[Begin TEXT SHOWN]

Question

This is C# related. We have a case where we need to copy the entire source stream into a destination stream except for the last 16 bytes.

EDIT: The streams can range upto 40GB, so can't do some static byte[] allocation (eg: .ToArray())

Looking at the MSDN documentation, it seems that we can reliably determine the end of stream only when the return value is 0. Return values between 0 and the requested size can imply bytes are "not currently available" (what does that really mean?)

Currently it copies every single byte as follows. inStream and outStream are generic - can be memory, disk or network streams (actually some more too).

public static void StreamCopy(Stream inStream, Stream outStream)
{
    var buffer = new byte[8*1024];
    var last16Bytes = new byte[16];
    int bytesRead;
    while ((bytesRead = inStream.Read(buffer, 0, buffer.Length)) > 0)
    {
        outStream.Write(buffer, 0, bytesRead);
    }
    // Issues:
    // 1. We already wrote the last 16 bytes into 
    //    outStream (possibly over the n/w)
    // 2. last16Bytes = ? (inStream may not necessarily support rewinding)
}

What is a reliable way to ensure all but the last 16 are copied? I can think of using Position and Length on the inStream but there is a gotcha on MSDN that says

If a class derived from Stream does not support seeking, calls to Length, SetLength, Position, and Seek throw a NotSupportedException. .

Was it helpful?

[End TEXT SHOWN]
[Begin DATASET RECORDS]

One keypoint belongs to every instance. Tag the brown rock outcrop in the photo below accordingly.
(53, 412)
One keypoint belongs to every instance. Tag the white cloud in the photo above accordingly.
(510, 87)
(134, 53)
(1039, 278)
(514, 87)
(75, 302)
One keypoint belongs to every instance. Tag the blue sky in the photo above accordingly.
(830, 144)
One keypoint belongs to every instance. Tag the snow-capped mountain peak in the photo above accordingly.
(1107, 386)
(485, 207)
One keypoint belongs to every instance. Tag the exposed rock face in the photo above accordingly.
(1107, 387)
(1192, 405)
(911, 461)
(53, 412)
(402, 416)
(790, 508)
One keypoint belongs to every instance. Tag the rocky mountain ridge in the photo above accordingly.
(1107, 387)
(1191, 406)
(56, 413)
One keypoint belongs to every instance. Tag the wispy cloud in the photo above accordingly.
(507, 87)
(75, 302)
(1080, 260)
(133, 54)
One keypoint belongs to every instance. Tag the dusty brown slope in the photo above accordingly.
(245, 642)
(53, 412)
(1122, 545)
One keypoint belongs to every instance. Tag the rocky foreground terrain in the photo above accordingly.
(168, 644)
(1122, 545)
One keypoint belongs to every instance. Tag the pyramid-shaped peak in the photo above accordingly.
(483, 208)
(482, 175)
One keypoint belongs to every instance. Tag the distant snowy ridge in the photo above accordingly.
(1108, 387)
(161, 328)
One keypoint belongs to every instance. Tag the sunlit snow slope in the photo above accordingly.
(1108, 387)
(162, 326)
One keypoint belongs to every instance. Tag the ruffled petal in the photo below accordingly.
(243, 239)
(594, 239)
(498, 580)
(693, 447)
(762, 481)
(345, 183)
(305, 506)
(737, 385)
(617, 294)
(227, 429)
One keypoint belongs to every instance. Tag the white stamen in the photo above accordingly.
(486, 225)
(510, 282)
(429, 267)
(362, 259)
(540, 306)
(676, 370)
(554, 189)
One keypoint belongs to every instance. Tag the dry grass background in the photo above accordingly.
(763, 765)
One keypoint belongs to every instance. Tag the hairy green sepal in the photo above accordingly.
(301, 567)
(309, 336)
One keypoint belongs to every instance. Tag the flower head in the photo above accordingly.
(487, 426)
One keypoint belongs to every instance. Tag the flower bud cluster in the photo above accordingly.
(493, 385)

[End DATASET RECORDS]

WHAT IS ASKED:
a – Summarize the C# stream question in two sentences.
b – Write out the stretch of the C# stream question from "This is C# related." through "inStream, Stream outStream)", word for word.

RESULTS:
a – The poster needs to copy an entire C# source stream into a destination stream except for its last 16 bytes, and because the streams can reach 40GB, the data can't be held in a single byte array. The current method copies every byte and so has already written those last 16 bytes, while using Position and Length on the input stream is unreliable because MSDN notes that streams without seeking support throw a NotSupportedException for those calls.

b –
This is C# related. We have a case where we need to copy the entire source stream into a destination stream except for the last 16 bytes.

EDIT: The streams can range upto 40GB, so can't do some static byte[] allocation (eg: .ToArray())

Looking at the MSDN documentation, it seems that we can reliably determine the end of stream only when the return value is 0. Return values between 0 and the requested size can imply bytes are "not currently available" (what does that really mean?)

Currently it copies every single byte as follows. inStream and outStream are generic - can be memory, disk or network streams (actually some more too).

public static void StreamCopy(Stream inStream, Stream outStream)